◆ Record extracts:

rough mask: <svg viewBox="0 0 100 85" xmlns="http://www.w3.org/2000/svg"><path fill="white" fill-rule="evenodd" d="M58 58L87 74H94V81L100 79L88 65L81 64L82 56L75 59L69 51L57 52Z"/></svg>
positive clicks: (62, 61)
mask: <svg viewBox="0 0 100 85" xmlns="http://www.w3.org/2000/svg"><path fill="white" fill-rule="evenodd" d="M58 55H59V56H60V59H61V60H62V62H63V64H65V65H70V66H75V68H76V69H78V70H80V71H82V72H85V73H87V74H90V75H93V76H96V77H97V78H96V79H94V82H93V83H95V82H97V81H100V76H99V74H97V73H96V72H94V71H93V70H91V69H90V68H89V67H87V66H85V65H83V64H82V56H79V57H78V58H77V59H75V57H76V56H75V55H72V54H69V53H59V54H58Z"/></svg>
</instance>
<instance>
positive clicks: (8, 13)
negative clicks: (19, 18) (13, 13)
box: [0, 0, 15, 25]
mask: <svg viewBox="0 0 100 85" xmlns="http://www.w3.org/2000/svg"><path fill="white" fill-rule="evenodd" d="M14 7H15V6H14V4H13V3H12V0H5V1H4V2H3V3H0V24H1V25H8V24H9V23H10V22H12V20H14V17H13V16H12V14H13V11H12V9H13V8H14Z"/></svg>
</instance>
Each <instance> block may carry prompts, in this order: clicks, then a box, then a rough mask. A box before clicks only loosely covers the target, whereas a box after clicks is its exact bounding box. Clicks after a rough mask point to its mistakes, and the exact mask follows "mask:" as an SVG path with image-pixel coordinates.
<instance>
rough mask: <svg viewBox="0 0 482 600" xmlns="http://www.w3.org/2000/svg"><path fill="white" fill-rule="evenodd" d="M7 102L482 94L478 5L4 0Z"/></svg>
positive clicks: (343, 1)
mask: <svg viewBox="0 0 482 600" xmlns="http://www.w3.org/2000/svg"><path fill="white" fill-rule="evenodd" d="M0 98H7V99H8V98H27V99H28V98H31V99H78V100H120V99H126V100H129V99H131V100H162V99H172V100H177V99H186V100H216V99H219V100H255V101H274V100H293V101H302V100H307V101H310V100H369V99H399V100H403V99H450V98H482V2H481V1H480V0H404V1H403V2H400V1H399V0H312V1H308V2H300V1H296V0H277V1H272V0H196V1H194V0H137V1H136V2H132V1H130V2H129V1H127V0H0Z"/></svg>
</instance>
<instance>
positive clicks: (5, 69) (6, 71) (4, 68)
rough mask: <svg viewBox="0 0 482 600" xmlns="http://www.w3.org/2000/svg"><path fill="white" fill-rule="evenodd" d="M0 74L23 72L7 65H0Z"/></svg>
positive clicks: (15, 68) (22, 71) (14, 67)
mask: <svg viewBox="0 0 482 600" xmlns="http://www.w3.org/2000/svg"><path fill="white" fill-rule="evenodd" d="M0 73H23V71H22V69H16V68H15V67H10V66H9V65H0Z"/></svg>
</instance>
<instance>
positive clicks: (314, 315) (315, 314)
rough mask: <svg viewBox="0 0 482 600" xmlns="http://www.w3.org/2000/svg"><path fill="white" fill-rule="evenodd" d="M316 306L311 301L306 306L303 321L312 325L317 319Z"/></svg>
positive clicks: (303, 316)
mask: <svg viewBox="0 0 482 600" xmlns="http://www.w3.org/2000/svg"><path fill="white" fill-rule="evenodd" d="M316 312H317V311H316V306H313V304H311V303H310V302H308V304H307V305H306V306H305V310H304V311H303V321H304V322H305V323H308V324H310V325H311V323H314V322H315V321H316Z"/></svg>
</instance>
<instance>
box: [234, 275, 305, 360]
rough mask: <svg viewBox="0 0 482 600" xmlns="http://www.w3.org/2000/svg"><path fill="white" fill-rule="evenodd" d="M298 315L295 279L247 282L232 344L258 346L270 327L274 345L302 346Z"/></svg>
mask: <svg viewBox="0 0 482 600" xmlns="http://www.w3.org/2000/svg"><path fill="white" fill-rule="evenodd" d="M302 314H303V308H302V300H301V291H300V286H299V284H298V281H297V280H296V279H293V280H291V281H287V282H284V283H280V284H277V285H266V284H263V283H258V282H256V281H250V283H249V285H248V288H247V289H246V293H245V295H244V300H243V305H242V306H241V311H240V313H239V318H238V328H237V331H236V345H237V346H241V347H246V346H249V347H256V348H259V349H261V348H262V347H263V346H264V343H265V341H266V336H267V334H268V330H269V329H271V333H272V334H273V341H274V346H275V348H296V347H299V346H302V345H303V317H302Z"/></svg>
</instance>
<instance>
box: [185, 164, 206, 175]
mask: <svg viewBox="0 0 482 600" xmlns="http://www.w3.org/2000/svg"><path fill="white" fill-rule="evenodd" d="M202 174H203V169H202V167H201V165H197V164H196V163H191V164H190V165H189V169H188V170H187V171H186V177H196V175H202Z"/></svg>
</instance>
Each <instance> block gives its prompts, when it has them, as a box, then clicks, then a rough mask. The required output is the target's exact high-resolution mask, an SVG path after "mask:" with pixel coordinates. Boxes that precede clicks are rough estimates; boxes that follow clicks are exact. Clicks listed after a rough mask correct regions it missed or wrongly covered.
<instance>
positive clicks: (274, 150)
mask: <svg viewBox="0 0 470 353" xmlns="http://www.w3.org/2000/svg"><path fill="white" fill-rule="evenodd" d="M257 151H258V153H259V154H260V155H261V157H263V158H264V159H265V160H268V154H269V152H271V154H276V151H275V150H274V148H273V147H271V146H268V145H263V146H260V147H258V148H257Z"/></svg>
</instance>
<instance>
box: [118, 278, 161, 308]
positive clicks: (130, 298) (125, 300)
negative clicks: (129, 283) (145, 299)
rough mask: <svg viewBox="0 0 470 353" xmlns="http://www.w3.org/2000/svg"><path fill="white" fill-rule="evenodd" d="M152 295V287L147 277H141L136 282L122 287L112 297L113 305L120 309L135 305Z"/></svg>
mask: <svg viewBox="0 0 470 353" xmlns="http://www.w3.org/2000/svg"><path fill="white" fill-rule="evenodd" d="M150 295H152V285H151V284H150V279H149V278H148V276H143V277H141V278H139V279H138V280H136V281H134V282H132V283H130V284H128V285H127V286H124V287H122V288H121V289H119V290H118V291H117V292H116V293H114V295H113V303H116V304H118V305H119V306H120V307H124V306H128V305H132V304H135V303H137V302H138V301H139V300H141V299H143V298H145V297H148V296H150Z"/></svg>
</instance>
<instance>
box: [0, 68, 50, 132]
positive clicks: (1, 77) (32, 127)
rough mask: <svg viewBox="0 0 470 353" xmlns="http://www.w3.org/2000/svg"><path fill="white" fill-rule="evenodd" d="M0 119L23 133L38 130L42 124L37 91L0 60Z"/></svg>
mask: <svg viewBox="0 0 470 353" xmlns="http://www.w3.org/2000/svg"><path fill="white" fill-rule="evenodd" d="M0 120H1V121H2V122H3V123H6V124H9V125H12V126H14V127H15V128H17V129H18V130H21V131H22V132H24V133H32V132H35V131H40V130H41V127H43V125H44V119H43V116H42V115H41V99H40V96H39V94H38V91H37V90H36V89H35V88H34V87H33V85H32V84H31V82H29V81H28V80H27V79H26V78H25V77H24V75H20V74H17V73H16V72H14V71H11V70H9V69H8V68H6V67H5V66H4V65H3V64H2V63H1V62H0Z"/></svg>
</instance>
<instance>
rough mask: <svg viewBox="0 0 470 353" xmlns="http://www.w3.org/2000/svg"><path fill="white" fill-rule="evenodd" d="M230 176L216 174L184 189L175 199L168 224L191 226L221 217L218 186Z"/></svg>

◆ Work to complete: Every record above should be written out exactly.

◆ Reply:
rough mask: <svg viewBox="0 0 100 85" xmlns="http://www.w3.org/2000/svg"><path fill="white" fill-rule="evenodd" d="M58 58L87 74H94V81L100 79L88 65L81 64L82 56L75 59L69 51L57 52Z"/></svg>
positive clicks: (62, 61)
mask: <svg viewBox="0 0 100 85" xmlns="http://www.w3.org/2000/svg"><path fill="white" fill-rule="evenodd" d="M58 55H59V56H60V59H61V60H62V62H63V64H65V65H70V66H75V68H76V69H78V70H80V71H82V72H85V73H87V74H90V75H93V76H96V77H97V78H96V79H94V82H93V83H95V82H97V81H100V76H99V74H97V73H96V72H94V71H93V70H91V69H90V68H89V67H87V66H85V65H83V64H82V56H79V57H78V58H77V59H75V57H76V56H75V55H72V54H69V53H59V54H58Z"/></svg>
</instance>
<instance>
positive clicks: (8, 13)
negative clicks: (19, 18) (13, 13)
box: [0, 0, 15, 25]
mask: <svg viewBox="0 0 100 85" xmlns="http://www.w3.org/2000/svg"><path fill="white" fill-rule="evenodd" d="M14 7H15V6H14V4H13V3H12V0H5V1H4V2H3V3H0V24H1V25H8V24H9V23H10V22H12V20H14V17H13V16H12V14H13V11H12V9H13V8H14Z"/></svg>
</instance>
Each <instance> block may carry prompts, in this order: clicks, then a box, then a rough mask. A box before clicks only loosely covers the target, whereas a box after clicks is its exact bounding box. Clicks after a rough mask point to its mistakes, and the exact mask follows "mask:" as an SVG path with image-pixel coordinates.
<instance>
rough mask: <svg viewBox="0 0 482 600" xmlns="http://www.w3.org/2000/svg"><path fill="white" fill-rule="evenodd" d="M7 102L482 94L478 5L4 0Z"/></svg>
positive clicks: (343, 1)
mask: <svg viewBox="0 0 482 600" xmlns="http://www.w3.org/2000/svg"><path fill="white" fill-rule="evenodd" d="M0 98H7V99H8V98H27V99H28V98H31V99H78V100H120V99H126V100H129V99H131V100H162V99H172V100H177V99H186V100H216V99H219V100H255V101H274V100H293V101H302V100H307V101H310V100H369V99H399V100H403V99H450V98H482V2H481V1H480V0H404V1H403V2H400V1H399V0H312V1H308V2H300V1H296V0H277V1H272V0H196V1H194V0H137V1H136V2H132V1H130V2H129V1H127V0H0Z"/></svg>
</instance>
<instance>
positive clicks: (5, 69) (6, 71) (4, 68)
rough mask: <svg viewBox="0 0 482 600" xmlns="http://www.w3.org/2000/svg"><path fill="white" fill-rule="evenodd" d="M0 74L23 72L7 65H0Z"/></svg>
positive clicks: (15, 68) (22, 71) (14, 67)
mask: <svg viewBox="0 0 482 600" xmlns="http://www.w3.org/2000/svg"><path fill="white" fill-rule="evenodd" d="M0 73H23V71H22V69H16V68H15V67H10V66H9V65H0Z"/></svg>
</instance>
<instance>
positive clicks: (314, 315) (315, 314)
rough mask: <svg viewBox="0 0 482 600" xmlns="http://www.w3.org/2000/svg"><path fill="white" fill-rule="evenodd" d="M316 306L311 301L306 306L303 321L312 325L317 319Z"/></svg>
positive clicks: (303, 316)
mask: <svg viewBox="0 0 482 600" xmlns="http://www.w3.org/2000/svg"><path fill="white" fill-rule="evenodd" d="M316 312H317V311H316V306H313V304H311V303H310V302H308V304H307V305H306V306H305V310H304V311H303V321H304V322H305V323H308V324H310V325H311V323H314V322H315V321H316Z"/></svg>
</instance>
<instance>
box: [234, 275, 305, 360]
rough mask: <svg viewBox="0 0 482 600" xmlns="http://www.w3.org/2000/svg"><path fill="white" fill-rule="evenodd" d="M298 315L295 279L247 282L232 344L258 346L270 327L274 345L302 346Z"/></svg>
mask: <svg viewBox="0 0 482 600" xmlns="http://www.w3.org/2000/svg"><path fill="white" fill-rule="evenodd" d="M302 314H303V308H302V300H301V291H300V286H299V284H298V281H297V280H296V279H293V280H291V281H287V282H284V283H280V284H277V285H266V284H263V283H258V282H256V281H250V283H249V285H248V288H247V289H246V293H245V295H244V300H243V305H242V306H241V311H240V313H239V318H238V328H237V331H236V345H237V346H241V347H246V346H249V347H256V348H259V349H261V348H262V347H263V346H264V343H265V341H266V336H267V334H268V330H269V329H271V333H272V334H273V341H274V346H275V348H296V347H299V346H302V345H303V317H302Z"/></svg>
</instance>
<instance>
box: [185, 164, 206, 175]
mask: <svg viewBox="0 0 482 600" xmlns="http://www.w3.org/2000/svg"><path fill="white" fill-rule="evenodd" d="M202 174H203V169H202V167H201V165H197V164H196V163H191V164H190V165H189V169H188V170H187V171H186V177H196V175H202Z"/></svg>
</instance>
Each <instance> block gives its prompts, when it has them, as a box, then clicks, then a rough mask. The required output is the target's exact high-resolution mask, an SVG path after "mask:" with pixel coordinates. Boxes that precede clicks are rough estimates; boxes that follow clicks are exact. Clicks listed after a rough mask correct regions it missed or wrongly covered.
<instance>
positive clicks: (274, 150)
mask: <svg viewBox="0 0 470 353" xmlns="http://www.w3.org/2000/svg"><path fill="white" fill-rule="evenodd" d="M257 151H258V153H259V154H260V155H261V157H263V158H264V159H265V160H268V154H269V152H271V154H276V151H275V150H274V148H273V147H271V146H268V145H263V146H260V147H258V148H257Z"/></svg>
</instance>
<instance>
box: [118, 278, 161, 308]
positive clicks: (130, 298) (125, 300)
negative clicks: (129, 283) (145, 299)
rough mask: <svg viewBox="0 0 470 353" xmlns="http://www.w3.org/2000/svg"><path fill="white" fill-rule="evenodd" d="M152 295V287L147 277H141L136 282L122 287L112 297L113 305L120 309L135 305Z"/></svg>
mask: <svg viewBox="0 0 470 353" xmlns="http://www.w3.org/2000/svg"><path fill="white" fill-rule="evenodd" d="M150 295H152V285H151V284H150V279H149V278H148V276H143V277H141V278H139V279H138V280H136V281H134V282H132V283H130V284H128V285H127V286H124V287H122V288H121V289H119V290H118V291H117V292H116V293H114V295H113V303H116V304H118V305H119V306H120V307H124V306H128V305H132V304H135V303H137V302H138V301H139V300H141V299H143V298H145V297H148V296H150Z"/></svg>
</instance>
<instance>
box: [0, 68, 50, 132]
positive clicks: (1, 77) (32, 127)
rough mask: <svg viewBox="0 0 470 353" xmlns="http://www.w3.org/2000/svg"><path fill="white" fill-rule="evenodd" d="M0 119L23 133L38 130L42 124L37 91L0 60Z"/></svg>
mask: <svg viewBox="0 0 470 353" xmlns="http://www.w3.org/2000/svg"><path fill="white" fill-rule="evenodd" d="M0 120H1V121H2V122H3V123H6V124H9V125H12V126H14V127H15V128H17V129H18V130H21V131H22V132H24V133H32V132H35V131H40V130H41V127H43V125H44V119H43V116H42V115H41V99H40V96H39V94H38V91H37V90H36V89H35V88H34V87H33V85H32V84H31V82H29V81H28V80H27V79H26V78H25V77H24V75H20V74H17V73H16V72H14V71H11V70H9V69H8V68H6V67H5V66H4V65H3V64H2V63H1V62H0Z"/></svg>
</instance>
<instance>
rough mask: <svg viewBox="0 0 470 353" xmlns="http://www.w3.org/2000/svg"><path fill="white" fill-rule="evenodd" d="M230 176L216 174L184 189L175 199L168 224L191 226L221 217L218 186Z"/></svg>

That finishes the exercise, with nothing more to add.